> _Extracted text_:
::::::::
1.3_formulating_abstractions_with_higher_order_procedures.livemd

SCIP 1.3 Formulating Abstractions with Higher-Order Procedures

Mix.install([])

1.3

Higher Order Procedure: a procedure that manipulates a procedure.

1.3.1 Procedures as Arguments

When you observe muliple procedures share the same pattern or structure it is indicative of a useful abstraction waiting to be brought to the surface. In such a case, you would map out the common structure and then pass the actual computation as an argument. This is not a new concept as mathematicians have identified such abstractions for centuries, e.g. sigma notation and “summation of a series”.

1.3.2 Constructing Procedures Using Lambda

It would be cumbersome to define a named abstraction for trivial operations only so that they could be passed as arguments. Programming languages will provide a lambda.

lambda definitions are used to create procedures with no name.

multiply = fn a, b -> a * b end
multiply.(5, 5)
perform_operation = fn operation, a, b -> operation.(a, b) end
perform_operation.(multiply, 5, 5)

We will often need local variables in our procedures other than those bound as formal parameters.
::::::::
Entries from a dataset:

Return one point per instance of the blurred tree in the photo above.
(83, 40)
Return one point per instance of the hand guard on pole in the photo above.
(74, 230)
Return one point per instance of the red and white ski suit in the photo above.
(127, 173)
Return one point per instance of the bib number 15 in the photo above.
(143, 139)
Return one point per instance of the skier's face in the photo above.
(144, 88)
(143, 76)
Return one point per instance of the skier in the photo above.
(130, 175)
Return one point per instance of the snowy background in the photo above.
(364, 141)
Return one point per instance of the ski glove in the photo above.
::::::::
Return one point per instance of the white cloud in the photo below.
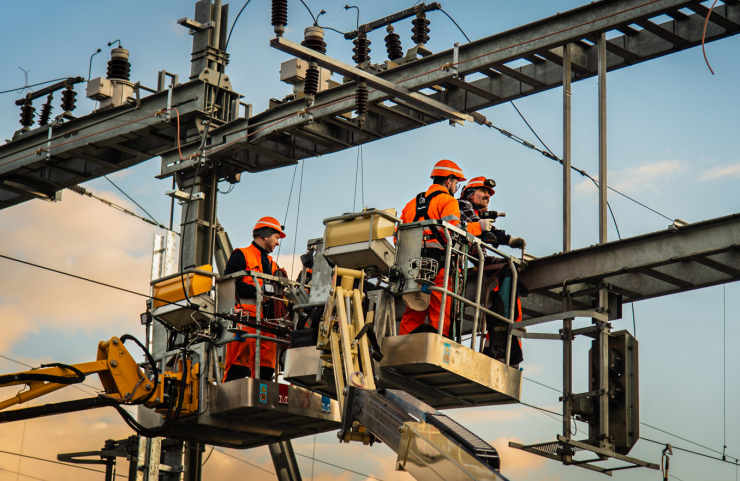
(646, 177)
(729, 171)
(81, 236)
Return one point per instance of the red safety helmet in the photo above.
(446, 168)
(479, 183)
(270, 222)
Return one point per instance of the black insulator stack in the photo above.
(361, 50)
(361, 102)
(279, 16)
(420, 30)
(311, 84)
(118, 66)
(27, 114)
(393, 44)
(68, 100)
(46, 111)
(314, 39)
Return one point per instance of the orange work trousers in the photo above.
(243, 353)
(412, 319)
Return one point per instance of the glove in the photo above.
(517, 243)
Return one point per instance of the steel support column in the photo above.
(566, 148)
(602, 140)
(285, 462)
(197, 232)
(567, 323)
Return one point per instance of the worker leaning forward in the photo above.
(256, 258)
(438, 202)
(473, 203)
::::::::
> _Tasks and exercises_:
A. Answer these questions using the notes on higher-order procedures:
(i) How do the notes define a higher-order procedure?
(ii) Which mathematical abstractions are given as examples?
(iii) What do lambda definitions create?
B. Repeat the passage of the notes on higher-order procedures from "Higher Order Procedure: a" to "with no name.", word for word.

> _Worked solutions_:
A.
(i) A higher-order procedure is a procedure that manipulates a procedure.
(ii) Sigma notation and "summation of a series."
(iii) Procedures with no name.

B.
Higher Order Procedure: a procedure that manipulates a procedure.

1.3.1 Procedures as Arguments

When you observe muliple procedures share the same pattern or structure it is indicative of a useful abstraction waiting to be brought to the surface. In such a case, you would map out the common structure and then pass the actual computation as an argument. This is not a new concept as mathematicians have identified such abstractions for centuries, e.g. sigma notation and “summation of a series”.

1.3.2 Constructing Procedures Using Lambda

It would be cumbersome to define a named abstraction for trivial operations only so that they could be passed as arguments. Programming languages will provide a lambda.

lambda definitions are used to create procedures with no name.